Task objective:
Read through the listing below, and copy every line where the string "instance" appears.

Entries provided:
----

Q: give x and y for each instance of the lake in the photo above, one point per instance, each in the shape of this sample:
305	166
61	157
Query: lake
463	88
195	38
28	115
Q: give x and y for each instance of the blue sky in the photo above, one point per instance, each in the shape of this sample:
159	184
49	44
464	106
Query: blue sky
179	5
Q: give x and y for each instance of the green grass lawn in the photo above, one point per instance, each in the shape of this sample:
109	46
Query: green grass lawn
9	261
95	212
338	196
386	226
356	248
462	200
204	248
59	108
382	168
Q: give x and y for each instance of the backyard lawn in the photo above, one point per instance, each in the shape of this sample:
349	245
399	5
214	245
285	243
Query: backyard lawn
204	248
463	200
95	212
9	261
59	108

----

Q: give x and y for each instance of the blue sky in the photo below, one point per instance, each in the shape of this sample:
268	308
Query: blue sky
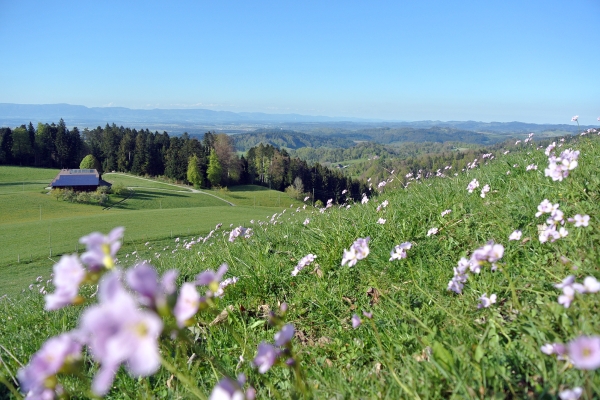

----

Solution:
Q: give x and y for each instance of the lake in the photo above, one point per instance, each in the shape of this sample:
Q: give x and y for each instance of the blue sky in the photo above, one point per instance, each in the shape of this sample:
Q: give x and y for each instance of the green grass lawn in the photo above, one point per instance, each in the shape of this sample:
Q: give x and y for each instance of the backyard lawn in the photo above, one point per instance, each in the shape of this sample:
Q: give x and y for each instance of the blue sky in the photo below, one point per instance, each in the shape of this sample:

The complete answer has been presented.